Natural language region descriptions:
◆ ◆ ◆ ◆ ◆

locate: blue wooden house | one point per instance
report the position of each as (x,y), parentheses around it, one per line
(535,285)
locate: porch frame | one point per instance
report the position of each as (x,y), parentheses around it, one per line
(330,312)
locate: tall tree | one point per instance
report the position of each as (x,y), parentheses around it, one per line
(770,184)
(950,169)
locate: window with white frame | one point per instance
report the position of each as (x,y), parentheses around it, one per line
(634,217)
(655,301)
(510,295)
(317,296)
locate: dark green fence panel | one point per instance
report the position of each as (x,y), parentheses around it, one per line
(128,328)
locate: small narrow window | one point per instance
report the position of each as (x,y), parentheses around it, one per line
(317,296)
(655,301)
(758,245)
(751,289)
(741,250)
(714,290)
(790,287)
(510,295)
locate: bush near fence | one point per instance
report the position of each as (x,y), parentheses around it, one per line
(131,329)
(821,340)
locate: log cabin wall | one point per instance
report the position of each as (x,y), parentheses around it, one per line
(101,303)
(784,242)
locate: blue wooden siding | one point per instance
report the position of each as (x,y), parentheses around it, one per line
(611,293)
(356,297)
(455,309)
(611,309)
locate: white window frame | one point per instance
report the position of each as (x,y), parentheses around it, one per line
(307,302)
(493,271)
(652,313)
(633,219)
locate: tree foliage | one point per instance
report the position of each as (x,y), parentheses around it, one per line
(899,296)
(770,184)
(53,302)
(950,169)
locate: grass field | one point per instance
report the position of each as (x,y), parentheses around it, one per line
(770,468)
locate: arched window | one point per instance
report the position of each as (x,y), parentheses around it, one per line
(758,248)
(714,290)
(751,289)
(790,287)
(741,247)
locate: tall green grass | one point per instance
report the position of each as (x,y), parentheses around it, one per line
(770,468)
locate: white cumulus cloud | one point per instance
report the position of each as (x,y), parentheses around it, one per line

◆ ◆ ◆ ◆ ◆

What you need to do: Nothing but an exact copy of the lines from the start of the entries through the line containing "locate: tall tree | one point per instance" belongs in the response.

Solution to this problem:
locate: blue wooden house | one point per instance
report the position of each as (x,y), parentheses around it, one per line
(535,285)
locate: porch frame | one point per instance
report the position of each as (x,y), parentheses around it, one per line
(330,312)
locate: tall tree | one point per instance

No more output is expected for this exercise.